_TO DO_.
Give the records back in full, exactly as they read.

_SOURCE MATERIAL_.
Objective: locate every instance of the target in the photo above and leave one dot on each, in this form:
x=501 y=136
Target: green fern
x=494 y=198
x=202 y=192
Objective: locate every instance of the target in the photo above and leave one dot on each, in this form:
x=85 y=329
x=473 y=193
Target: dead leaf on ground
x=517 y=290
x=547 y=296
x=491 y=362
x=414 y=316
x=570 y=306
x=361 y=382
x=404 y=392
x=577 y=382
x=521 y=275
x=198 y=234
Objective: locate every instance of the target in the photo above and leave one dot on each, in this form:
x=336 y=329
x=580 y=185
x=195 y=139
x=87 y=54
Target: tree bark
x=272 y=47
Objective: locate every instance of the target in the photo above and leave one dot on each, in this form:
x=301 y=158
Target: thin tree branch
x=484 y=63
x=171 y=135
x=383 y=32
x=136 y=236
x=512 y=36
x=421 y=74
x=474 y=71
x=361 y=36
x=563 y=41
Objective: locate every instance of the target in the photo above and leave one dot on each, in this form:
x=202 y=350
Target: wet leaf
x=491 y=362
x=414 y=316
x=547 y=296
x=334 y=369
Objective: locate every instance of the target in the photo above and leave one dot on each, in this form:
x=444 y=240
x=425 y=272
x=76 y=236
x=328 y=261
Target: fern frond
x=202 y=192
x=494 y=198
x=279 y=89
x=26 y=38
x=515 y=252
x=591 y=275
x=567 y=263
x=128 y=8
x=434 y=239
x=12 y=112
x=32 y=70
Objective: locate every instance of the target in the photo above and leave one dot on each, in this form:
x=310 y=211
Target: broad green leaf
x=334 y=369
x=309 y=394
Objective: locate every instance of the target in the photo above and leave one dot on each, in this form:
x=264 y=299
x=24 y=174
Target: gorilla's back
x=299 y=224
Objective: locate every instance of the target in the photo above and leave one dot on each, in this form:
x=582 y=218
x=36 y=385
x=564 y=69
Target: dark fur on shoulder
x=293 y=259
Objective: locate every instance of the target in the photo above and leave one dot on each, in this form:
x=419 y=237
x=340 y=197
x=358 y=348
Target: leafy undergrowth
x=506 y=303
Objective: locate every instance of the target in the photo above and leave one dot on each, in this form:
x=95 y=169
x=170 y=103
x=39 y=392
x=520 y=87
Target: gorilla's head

_SOLUTION TO THE PROBLEM_.
Objective: locate every instance of the target in the photo above and leave one dot on each, in this form:
x=501 y=136
Target: green fern
x=494 y=198
x=202 y=192
Objective: locate every instance of the target in the photo above and leave one dot on each, in this form:
x=85 y=329
x=473 y=193
Target: dead leaf on ground
x=517 y=290
x=547 y=296
x=491 y=362
x=414 y=316
x=570 y=306
x=361 y=382
x=404 y=392
x=577 y=382
x=521 y=275
x=198 y=234
Objective: locate every instance of the target in the photo above and leave one dot on each, in this form:
x=336 y=329
x=580 y=185
x=195 y=139
x=87 y=54
Target: tree bark
x=272 y=47
Objective: locate every instance of the target in the photo above and leave one dot on each, in this form:
x=301 y=158
Target: thin tree branch
x=484 y=63
x=171 y=135
x=383 y=32
x=136 y=236
x=512 y=36
x=421 y=74
x=474 y=71
x=361 y=36
x=563 y=41
Objective: locate every instance of the target in the photo above and leave one dot on each, in this form:
x=202 y=350
Target: wet leaf
x=491 y=362
x=414 y=316
x=547 y=296
x=334 y=369
Objective: locate every instance of the target in the photo above and leave one dot on each, in this form:
x=444 y=240
x=425 y=272
x=76 y=236
x=328 y=261
Target: fern frond
x=202 y=192
x=494 y=198
x=279 y=89
x=26 y=38
x=515 y=252
x=591 y=275
x=567 y=263
x=128 y=8
x=434 y=239
x=12 y=112
x=32 y=70
Objective: locate every instance of the target in the photo above and leave one dot on each, in this form:
x=310 y=211
Target: broad green leaf
x=334 y=369
x=309 y=394
Objective: locate every instance of the target in the photo above and leave one dot on each, in this form:
x=264 y=299
x=24 y=174
Target: gorilla's back
x=299 y=224
Objective: locate every instance of the target in the photo above and leave one dot on each, in this form:
x=582 y=218
x=36 y=385
x=564 y=69
Target: dark fur on shoulder
x=293 y=259
Objective: locate every instance of the target in the photo above and leave one dot on each, in this form:
x=419 y=237
x=340 y=197
x=358 y=348
Target: leafy undergrowth
x=506 y=303
Objective: locate every instance of the target in the photo above and leave one dot on each, in this form:
x=95 y=169
x=170 y=103
x=39 y=392
x=520 y=87
Target: gorilla's head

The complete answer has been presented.